DO THIS |
Rewrite every line of the records, substituting "flower" for each "blossom" and leaving everything else as it is.

START ENTRIES SHOWN

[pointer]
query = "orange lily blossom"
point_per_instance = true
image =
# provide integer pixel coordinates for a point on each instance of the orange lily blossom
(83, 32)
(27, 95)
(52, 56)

END ENTRIES SHOWN

ANSWER FOR THE TASK |
[pointer]
query = "orange lily flower"
point_per_instance = true
image =
# provide integer pixel coordinates for a point on each instance of the orange lily flower
(83, 32)
(27, 95)
(52, 56)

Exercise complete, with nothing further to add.